Assignment> Each record that follows must be reproduced exactly.

#### Available data

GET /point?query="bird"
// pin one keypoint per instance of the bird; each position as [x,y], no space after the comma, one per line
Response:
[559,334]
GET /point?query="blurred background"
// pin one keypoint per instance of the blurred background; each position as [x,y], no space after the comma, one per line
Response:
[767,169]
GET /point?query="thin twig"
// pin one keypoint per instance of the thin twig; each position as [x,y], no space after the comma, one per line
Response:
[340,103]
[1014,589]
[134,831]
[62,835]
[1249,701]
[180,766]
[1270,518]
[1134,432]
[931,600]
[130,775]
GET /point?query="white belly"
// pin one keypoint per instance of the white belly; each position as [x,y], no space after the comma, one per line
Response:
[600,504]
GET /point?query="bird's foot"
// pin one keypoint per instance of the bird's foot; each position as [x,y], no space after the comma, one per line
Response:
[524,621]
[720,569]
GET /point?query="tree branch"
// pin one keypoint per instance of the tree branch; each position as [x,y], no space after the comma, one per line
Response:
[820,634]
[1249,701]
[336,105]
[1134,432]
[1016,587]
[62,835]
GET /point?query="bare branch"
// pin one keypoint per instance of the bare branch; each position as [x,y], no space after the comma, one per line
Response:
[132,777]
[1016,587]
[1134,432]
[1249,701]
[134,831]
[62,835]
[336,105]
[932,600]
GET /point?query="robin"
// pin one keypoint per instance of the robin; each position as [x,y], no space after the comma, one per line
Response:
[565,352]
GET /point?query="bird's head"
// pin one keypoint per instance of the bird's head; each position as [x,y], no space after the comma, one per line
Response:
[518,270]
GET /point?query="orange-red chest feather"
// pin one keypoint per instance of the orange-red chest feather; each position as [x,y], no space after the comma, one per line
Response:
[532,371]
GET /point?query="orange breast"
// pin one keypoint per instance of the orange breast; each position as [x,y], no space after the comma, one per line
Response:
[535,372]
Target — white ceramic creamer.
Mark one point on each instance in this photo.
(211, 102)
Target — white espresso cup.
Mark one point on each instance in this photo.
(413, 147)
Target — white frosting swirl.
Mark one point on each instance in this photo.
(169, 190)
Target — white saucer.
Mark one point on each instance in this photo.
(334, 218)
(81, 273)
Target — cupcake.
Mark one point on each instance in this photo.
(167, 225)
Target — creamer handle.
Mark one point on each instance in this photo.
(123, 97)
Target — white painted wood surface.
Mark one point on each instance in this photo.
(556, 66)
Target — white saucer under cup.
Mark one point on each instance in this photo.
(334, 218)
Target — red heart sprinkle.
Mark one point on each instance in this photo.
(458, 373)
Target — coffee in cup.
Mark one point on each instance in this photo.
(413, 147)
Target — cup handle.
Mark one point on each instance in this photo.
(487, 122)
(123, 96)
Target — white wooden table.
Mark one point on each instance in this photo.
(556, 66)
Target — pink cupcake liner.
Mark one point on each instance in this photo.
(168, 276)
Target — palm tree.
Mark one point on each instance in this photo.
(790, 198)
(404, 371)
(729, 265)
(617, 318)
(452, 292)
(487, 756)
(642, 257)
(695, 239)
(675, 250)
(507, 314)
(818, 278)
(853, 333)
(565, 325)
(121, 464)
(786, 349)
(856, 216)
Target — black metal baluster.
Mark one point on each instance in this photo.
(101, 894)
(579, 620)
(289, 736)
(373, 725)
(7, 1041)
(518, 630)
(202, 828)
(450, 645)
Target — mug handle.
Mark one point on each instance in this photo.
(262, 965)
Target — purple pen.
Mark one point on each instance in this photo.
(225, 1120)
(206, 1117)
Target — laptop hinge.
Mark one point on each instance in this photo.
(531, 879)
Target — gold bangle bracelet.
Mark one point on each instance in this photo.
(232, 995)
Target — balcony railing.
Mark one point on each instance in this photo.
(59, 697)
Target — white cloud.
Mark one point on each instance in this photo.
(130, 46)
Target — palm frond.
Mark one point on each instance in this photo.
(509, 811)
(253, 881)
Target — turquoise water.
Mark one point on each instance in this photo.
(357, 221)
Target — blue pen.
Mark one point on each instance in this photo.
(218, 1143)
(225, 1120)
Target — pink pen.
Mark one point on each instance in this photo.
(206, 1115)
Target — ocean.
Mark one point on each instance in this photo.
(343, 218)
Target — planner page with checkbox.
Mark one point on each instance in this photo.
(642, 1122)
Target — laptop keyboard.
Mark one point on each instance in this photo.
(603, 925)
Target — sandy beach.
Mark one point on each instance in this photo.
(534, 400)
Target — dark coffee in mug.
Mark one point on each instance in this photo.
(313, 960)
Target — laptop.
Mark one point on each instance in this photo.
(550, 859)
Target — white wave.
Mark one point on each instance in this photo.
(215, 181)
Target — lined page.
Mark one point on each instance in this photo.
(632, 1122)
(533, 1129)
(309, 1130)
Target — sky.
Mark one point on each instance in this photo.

########

Written reply>
GET /point?query="bird"
// pin one keypoint per instance of the bird; each position as [x,y], no space after the comma, one per line
Response:
[559,334]
GET /point?query="blurred background"
// pin one keypoint per instance of the blurred background; each position as [x,y], no space after the comma, one per line
Response:
[767,169]
GET /point?query="thin twig"
// pin one keypoint per instance of the thin twig; each position as [x,y], no space after the comma, one per line
Response:
[340,103]
[1014,589]
[134,831]
[62,835]
[1249,701]
[180,766]
[1270,518]
[1134,432]
[931,600]
[130,775]
GET /point?query="white belly"
// pin one keypoint per instance of the white belly; each position as [x,y], no space after the comma, one per line
Response:
[600,504]
GET /point?query="bird's foot"
// pin one keypoint per instance of the bird's foot; each position as [x,y], no space after the comma, one per line
Response:
[524,621]
[720,569]
GET /point?query="tree branch"
// pin one keypoint per instance of the tree branch; each position as [x,y], no space after the comma, one per line
Response:
[820,634]
[1249,701]
[336,105]
[1134,432]
[1016,587]
[62,835]
GET /point?query="bare branch"
// pin one keypoint per instance of the bare branch; each position as [x,y], no space after the comma, one per line
Response:
[132,777]
[1016,587]
[1134,432]
[1249,701]
[134,831]
[62,835]
[336,105]
[932,600]
GET /point?query="robin"
// pin one keypoint per instance of the robin; each position as [x,y], no space after the comma, one per line
Response:
[565,352]
GET /point?query="bird's head"
// pin one keypoint per instance of the bird's head; each position as [x,y], no space after the comma, one per line
Response:
[518,270]
GET /point?query="orange-red chest feather"
// pin one keypoint per instance of the orange-red chest feather; each position as [x,y], no space after the comma, one per line
Response:
[532,371]
GET /point?query="orange breast"
// pin one keypoint per instance of the orange breast; each position as [x,y], no space after the comma, one per line
Response:
[535,372]
Target — white ceramic creamer.
Mark one point on each instance in this photo.
(211, 102)
Target — white espresso cup.
Mark one point on each instance in this photo.
(413, 147)
Target — white frosting swirl.
Mark one point on each instance in this photo.
(169, 190)
Target — white saucer.
Mark one point on each instance in this photo.
(334, 218)
(81, 273)
Target — cupcake.
Mark one point on each instance in this photo.
(167, 225)
Target — creamer handle.
Mark one point on each instance in this photo.
(123, 97)
Target — white painted wood surface.
Mark one point on each instance in this photo.
(556, 66)
Target — white saucer under cup.
Mark one point on each instance in this photo.
(334, 218)
Target — red heart sprinkle.
Mark one point on each instance in this photo.
(458, 373)
Target — coffee in cup.
Mark one point on each instance in this photo.
(413, 147)
Target — cup handle.
Mark one point on each instance in this photo.
(487, 122)
(123, 96)
Target — white wooden table.
Mark one point on each instance in this photo.
(556, 66)
Target — pink cupcake liner.
Mark one point on each instance in this photo.
(168, 276)
Target — palm tree.
Mark one point on each instance in this photo.
(790, 198)
(404, 371)
(729, 265)
(617, 318)
(452, 292)
(487, 756)
(642, 257)
(695, 239)
(675, 250)
(507, 314)
(818, 278)
(853, 333)
(565, 325)
(121, 464)
(786, 349)
(856, 216)
Target — black metal baluster.
Mark one point on each instance in this photo.
(101, 894)
(579, 620)
(289, 736)
(373, 725)
(7, 1041)
(518, 630)
(202, 828)
(450, 645)
Target — mug handle.
Mark one point on each instance in this photo.
(262, 965)
Target — purple pen.
Mark one point on each instance in this photo.
(225, 1120)
(206, 1117)
Target — laptop hinge.
Mark one point on each instance in this photo.
(531, 879)
Target — gold bangle bracelet.
Mark one point on each instance in this photo.
(232, 995)
Target — balcony railing.
Mark one point on each instance in this photo.
(59, 697)
Target — white cloud.
Mark one point on each instance in this photo.
(130, 46)
Target — palm frond.
Mark one point on each instance in this photo.
(509, 811)
(253, 881)
Target — turquoise water.
Mark one point on each instance in this photo.
(357, 221)
Target — blue pen.
Mark one point on each instance in this photo.
(218, 1143)
(225, 1120)
Target — pink pen.
Mark one point on each instance in this photo.
(206, 1115)
Target — ocean.
Mark one point on each instance in this photo.
(343, 218)
Target — planner page with checkbox.
Mark one point on each instance in this photo.
(642, 1122)
Target — laptop keyboard.
Mark one point on each instance in this photo.
(603, 925)
Target — sandy beach.
Mark one point on each instance in this photo.
(534, 400)
Target — dark coffee in mug.
Mark one point on each instance in this photo.
(313, 960)
Target — laptop.
Mark one point on each instance in this photo.
(550, 859)
Target — white wave.
Mark one point on each instance in this photo.
(215, 181)
Target — lined page.
Mark one point on each instance in this photo.
(632, 1122)
(533, 1129)
(309, 1130)
Target — sky.
Mark one point on each instance in this photo.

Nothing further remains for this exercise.